=== Instruction ===
Quote the lines below exactly, from the one that holds "Please indicate the golden" through the final line of the records, and only those.

[Dataset rows on where objects appear]
┌──

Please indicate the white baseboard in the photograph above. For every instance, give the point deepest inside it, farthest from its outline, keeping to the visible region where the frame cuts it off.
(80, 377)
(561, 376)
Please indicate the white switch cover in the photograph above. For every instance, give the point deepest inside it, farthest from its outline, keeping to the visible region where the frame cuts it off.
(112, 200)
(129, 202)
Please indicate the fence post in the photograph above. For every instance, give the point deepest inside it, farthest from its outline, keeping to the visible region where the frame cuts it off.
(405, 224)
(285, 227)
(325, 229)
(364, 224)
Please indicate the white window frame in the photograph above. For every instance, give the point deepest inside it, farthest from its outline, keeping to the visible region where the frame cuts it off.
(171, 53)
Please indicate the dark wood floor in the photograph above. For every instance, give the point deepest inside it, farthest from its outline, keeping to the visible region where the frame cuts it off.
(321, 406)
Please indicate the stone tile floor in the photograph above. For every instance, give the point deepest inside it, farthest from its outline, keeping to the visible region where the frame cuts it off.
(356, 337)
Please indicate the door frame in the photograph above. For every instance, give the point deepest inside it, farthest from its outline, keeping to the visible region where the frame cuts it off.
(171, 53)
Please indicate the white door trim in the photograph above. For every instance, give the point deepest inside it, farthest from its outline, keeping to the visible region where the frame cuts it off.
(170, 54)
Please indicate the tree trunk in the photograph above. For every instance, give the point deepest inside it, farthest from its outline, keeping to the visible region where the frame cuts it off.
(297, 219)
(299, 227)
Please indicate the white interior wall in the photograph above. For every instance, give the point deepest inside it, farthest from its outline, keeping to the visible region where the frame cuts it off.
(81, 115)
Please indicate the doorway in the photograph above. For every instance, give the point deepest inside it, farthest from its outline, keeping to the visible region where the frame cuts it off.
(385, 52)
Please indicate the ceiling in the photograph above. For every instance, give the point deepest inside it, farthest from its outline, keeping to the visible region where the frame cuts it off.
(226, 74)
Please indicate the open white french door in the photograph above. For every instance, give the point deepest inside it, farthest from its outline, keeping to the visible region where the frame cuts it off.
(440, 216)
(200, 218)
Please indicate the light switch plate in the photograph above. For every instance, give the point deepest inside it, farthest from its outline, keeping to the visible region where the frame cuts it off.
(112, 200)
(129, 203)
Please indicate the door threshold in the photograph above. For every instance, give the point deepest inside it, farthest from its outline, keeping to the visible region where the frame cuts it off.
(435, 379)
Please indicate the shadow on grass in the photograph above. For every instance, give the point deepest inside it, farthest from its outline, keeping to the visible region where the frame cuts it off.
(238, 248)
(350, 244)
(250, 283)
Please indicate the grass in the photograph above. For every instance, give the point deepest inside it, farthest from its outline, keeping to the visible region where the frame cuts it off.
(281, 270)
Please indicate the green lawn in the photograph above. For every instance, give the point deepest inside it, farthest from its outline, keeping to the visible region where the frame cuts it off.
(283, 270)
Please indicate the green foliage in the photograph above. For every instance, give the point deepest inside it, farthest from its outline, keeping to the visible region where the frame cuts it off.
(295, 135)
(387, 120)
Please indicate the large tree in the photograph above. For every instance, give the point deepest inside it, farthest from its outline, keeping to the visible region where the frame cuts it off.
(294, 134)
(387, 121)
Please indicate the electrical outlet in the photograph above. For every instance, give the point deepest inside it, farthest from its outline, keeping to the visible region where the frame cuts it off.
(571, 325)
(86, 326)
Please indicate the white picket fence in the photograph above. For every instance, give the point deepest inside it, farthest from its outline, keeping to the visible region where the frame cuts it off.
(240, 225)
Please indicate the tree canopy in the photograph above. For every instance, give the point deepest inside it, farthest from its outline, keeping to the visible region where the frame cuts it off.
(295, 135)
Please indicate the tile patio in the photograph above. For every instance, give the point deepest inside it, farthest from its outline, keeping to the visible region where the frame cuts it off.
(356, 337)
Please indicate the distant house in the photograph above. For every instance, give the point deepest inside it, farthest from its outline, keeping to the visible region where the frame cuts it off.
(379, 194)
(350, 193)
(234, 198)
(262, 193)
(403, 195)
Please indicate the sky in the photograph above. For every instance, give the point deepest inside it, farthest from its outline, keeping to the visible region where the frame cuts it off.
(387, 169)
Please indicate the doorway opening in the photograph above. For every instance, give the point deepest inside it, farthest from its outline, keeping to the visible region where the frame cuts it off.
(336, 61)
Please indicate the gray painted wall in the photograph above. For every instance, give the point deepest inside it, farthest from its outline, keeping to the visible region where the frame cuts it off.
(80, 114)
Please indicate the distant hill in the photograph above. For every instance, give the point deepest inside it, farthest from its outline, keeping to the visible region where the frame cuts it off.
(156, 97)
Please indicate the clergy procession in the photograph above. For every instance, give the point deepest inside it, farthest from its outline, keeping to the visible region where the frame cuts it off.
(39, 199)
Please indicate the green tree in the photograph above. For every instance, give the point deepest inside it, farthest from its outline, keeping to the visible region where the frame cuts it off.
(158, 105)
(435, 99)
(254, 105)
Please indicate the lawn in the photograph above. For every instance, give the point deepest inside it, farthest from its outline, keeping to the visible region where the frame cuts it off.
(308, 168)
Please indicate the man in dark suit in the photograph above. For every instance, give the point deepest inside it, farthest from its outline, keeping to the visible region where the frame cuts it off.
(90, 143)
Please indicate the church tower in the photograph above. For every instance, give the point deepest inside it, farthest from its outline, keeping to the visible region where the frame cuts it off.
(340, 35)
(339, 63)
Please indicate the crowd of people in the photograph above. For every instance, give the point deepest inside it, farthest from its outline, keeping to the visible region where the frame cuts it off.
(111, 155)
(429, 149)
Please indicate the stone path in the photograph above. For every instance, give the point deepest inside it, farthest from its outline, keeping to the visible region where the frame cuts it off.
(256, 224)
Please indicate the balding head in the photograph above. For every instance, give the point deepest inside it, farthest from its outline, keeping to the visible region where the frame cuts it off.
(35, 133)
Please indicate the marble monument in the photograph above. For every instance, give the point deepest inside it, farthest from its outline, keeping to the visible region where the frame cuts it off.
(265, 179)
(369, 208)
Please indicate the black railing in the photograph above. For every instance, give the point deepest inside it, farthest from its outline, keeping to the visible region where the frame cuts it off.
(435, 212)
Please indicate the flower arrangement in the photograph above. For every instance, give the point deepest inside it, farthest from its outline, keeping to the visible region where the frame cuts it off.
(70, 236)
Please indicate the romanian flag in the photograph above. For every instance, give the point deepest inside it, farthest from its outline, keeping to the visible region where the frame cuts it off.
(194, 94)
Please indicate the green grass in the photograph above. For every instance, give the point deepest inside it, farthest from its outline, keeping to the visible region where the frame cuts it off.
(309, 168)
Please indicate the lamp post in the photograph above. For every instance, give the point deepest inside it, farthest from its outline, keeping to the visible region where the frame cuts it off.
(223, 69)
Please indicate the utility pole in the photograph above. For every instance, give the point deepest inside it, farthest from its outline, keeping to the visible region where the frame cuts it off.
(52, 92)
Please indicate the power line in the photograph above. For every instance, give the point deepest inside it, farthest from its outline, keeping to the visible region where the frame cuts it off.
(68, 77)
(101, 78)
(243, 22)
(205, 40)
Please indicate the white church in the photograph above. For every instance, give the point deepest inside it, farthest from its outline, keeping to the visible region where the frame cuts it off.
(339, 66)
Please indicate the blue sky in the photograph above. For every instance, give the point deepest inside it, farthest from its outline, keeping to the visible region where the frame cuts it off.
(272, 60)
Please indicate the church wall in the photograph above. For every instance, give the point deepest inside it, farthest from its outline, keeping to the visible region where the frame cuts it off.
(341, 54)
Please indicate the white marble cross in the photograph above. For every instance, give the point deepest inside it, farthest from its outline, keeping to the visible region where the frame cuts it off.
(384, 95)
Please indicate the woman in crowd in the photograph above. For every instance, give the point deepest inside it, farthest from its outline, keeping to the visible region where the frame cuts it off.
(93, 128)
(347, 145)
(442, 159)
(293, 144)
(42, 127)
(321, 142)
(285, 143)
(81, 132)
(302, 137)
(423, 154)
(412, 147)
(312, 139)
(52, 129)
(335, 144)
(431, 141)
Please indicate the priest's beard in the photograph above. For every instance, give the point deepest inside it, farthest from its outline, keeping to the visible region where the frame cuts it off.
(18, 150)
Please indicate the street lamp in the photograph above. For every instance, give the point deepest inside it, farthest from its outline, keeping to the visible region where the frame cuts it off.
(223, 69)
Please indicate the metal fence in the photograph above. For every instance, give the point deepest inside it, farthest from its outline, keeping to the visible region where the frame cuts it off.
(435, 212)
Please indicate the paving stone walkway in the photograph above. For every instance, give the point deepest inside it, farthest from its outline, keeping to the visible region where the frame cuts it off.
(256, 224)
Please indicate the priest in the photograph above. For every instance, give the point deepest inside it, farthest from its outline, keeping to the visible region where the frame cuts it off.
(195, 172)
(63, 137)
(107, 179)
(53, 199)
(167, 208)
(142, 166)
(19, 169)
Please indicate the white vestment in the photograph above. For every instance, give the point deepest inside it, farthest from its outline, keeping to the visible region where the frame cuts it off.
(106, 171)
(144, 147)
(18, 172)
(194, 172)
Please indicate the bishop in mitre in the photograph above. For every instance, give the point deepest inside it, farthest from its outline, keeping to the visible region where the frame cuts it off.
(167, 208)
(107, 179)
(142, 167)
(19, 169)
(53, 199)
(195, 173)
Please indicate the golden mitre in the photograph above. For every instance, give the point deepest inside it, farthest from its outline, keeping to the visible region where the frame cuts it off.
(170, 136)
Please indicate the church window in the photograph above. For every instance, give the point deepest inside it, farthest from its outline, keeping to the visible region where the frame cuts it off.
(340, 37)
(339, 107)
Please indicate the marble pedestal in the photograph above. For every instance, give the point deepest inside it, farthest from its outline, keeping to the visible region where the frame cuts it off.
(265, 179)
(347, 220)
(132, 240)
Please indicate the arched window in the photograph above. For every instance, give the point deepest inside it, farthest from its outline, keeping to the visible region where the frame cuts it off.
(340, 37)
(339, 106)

└──

=== Expected answer ===
Please indicate the golden mitre in the photograph above. For every instance, give the point deepest inside it, farthest from its outline, keeping to the visible region where the frame cuts it off.
(170, 136)
Please indicate the church window in the photograph above. For every instance, give the point deepest inside it, farthest from its outline, keeping to the visible region where the frame cuts it off.
(340, 37)
(339, 107)
Please indicate the marble pedestal in the photograph above. For every instance, give the point deepest inside it, farthest from its outline, keeping to the visible region where the frame cuts it off.
(265, 179)
(347, 220)
(132, 240)
Please indicate the arched window in the photograph above. For every instance, give the point deepest inside it, farthest from its outline, keeping to the visible region where the frame cuts it off.
(340, 37)
(339, 106)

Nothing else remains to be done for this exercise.